◆ **EXERCISE GOAL**:
Copy the stretch from "His business plan" through "deutsche marks each." from the passage below on Alpina's early years, word for word.

--- start SOURCE DOCUMENT ---

Tirelessly working out in a warehouse next to his family’s typewriter business, he designed an intake manifold that could bolt onto the 1500’s head wearing a pair of Weber 40 DCOEs, a type of carburetor commonly found on Alfa Romeo models made during the 1960s. The plug-and-play Weber setup raised the 1500’s output to 90 horsepower. Sales began in 1962, but orders arrived in a trickle, not a deluge.

His business plan began looking a lot more solid when the 1800 made its debut in 1963. Early New Class customers were suddenly out-classed. 1500 owners wrote to the Munich-based firm saying they would have happily waited to buy the more powerful variant had they known it was coming. Bovensiepen had the solution, but telling the world about a new product was complicated and expensive before the pound sign became the hashtag. He couldn’t afford to buy floor space at the 1963 Frankfurt auto show, so he printed leaflets and left them on the windshield of every 1500 he found in the event’s parking lot. His campaign sold about 150 twin-Weber kits for 980 deutsche marks each.

As the chatter got louder, he showed his twin-Weber kit to BMW and convinced Paul Hahnemann, the company’s head of sales at the time, to allow 1500 owners to have it installed by a trained professional without voiding their car’s warranty. Bovensiepen and BMW signed a deal in 1964, and Alpina was founded on January 1, 1965. He allegedly kept the name of his family’s typewriter business because it gave him cheap and easy access to branded stationary, pens, and other supplies.

Alpina engine
Ronan Glon
Alpina manufacturing
Ronan Glon

Alpina’s star rose during the 1960s. It continued improving its twin-Weber kit, and it began making other parts like tachometers, electronic ignition kits, and redesigned cylinder heads. It also successfully branched out into racing, but its spot in the growing BMW empire was called into question when the automaker formed its Motorsport division (what would become BMW M) in 1972.

“When M was announced, not everybody at BMW was convinced that they should still be supporting Alpina. There were some discussions with Opel, but then my father found out that the firm had to report to Detroit every three months. He said ‘no, that’s too complicated’ and remained with BMW. It was the right decision,” recalls Bovensiepen.

The two divisions were just different enough to co-exist. Bovensiepen stresses that Alpina is not rooted in racing; BMW M is. The former builds cars for the autobahn, while the latter makes cars for the Nürburgring. Some models have punctured the thin membrane that separates the companies, like the 3.0 CSL, but Alpina and M have largely remained on opposite ends of the same bench. Establishing boundaries gave Alpina the freedom to quit racing—which was largely a way to prove the reliability of its builds—and focus on selling its own cars upgraded with a complete suite of mechanical, chassis and visual modifications developed and made in-house. It released the E21-based B6 2.8 and the E12-/E24-based B7 Turbo in 1978. The latter shared a 3.0-liter straight-six engine turbocharged to 300 horsepower and 341 pound-feet of torque, an unbelievable amount of power in the late 1970s. BMW M didn’t make a regular-production, street-legal road car with 300 horsepower until it released the second-generation M5 in 1988.

--- end SOURCE DOCUMENT ---
--- start DATASET EXCERPTS ---

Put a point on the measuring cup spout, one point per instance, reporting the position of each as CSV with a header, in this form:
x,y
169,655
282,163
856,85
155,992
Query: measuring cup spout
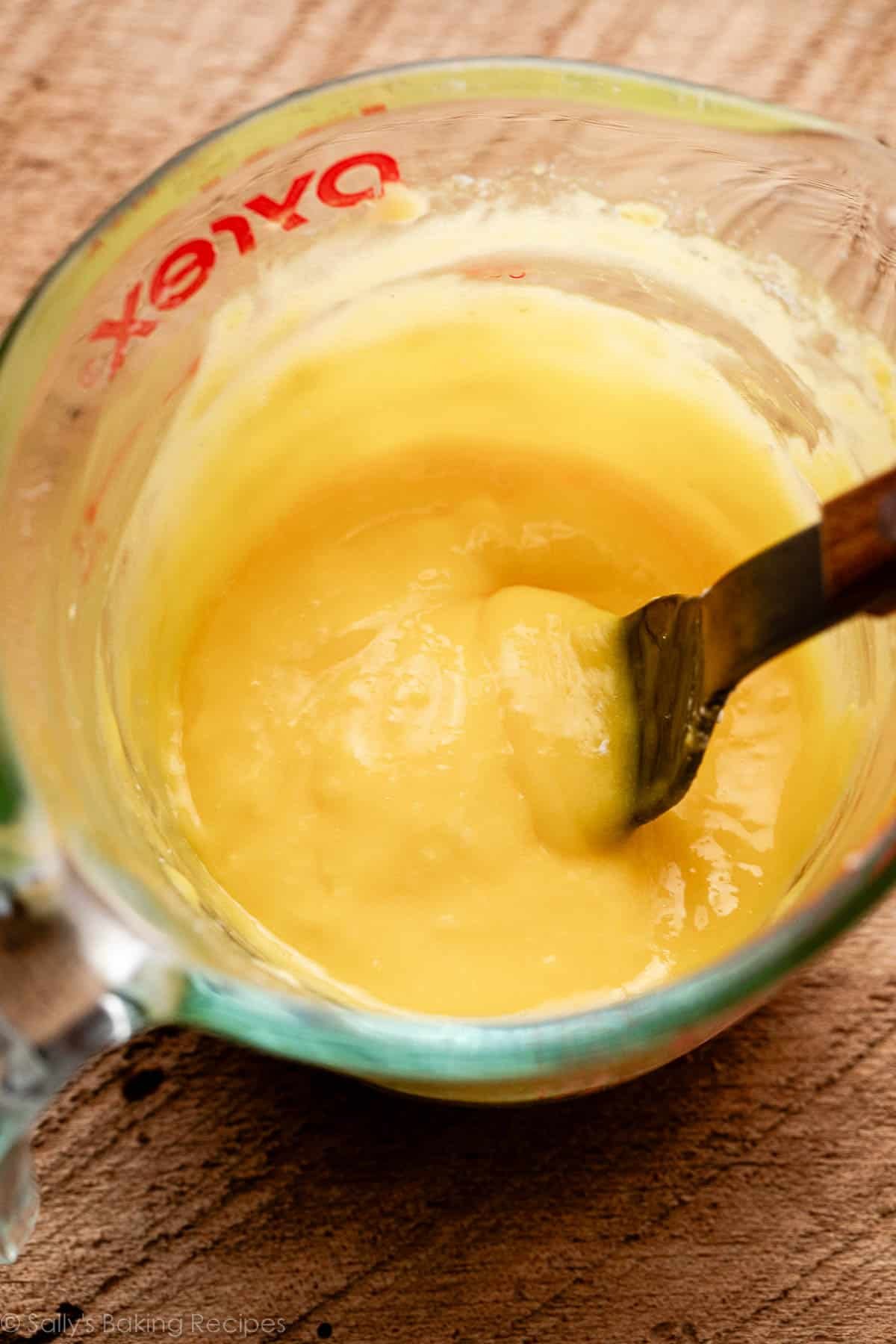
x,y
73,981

--- end DATASET EXCERPTS ---
--- start DATASET EXCERPTS ---

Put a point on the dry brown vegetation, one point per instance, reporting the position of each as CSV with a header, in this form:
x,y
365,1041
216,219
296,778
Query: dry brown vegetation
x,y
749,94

--- end DATASET EXCERPTS ---

◆ **WORKED SOLUTION**:
His business plan began looking a lot more solid when the 1800 made its debut in 1963. Early New Class customers were suddenly out-classed. 1500 owners wrote to the Munich-based firm saying they would have happily waited to buy the more powerful variant had they known it was coming. Bovensiepen had the solution, but telling the world about a new product was complicated and expensive before the pound sign became the hashtag. He couldn’t afford to buy floor space at the 1963 Frankfurt auto show, so he printed leaflets and left them on the windshield of every 1500 he found in the event’s parking lot. His campaign sold about 150 twin-Weber kits for 980 deutsche marks each.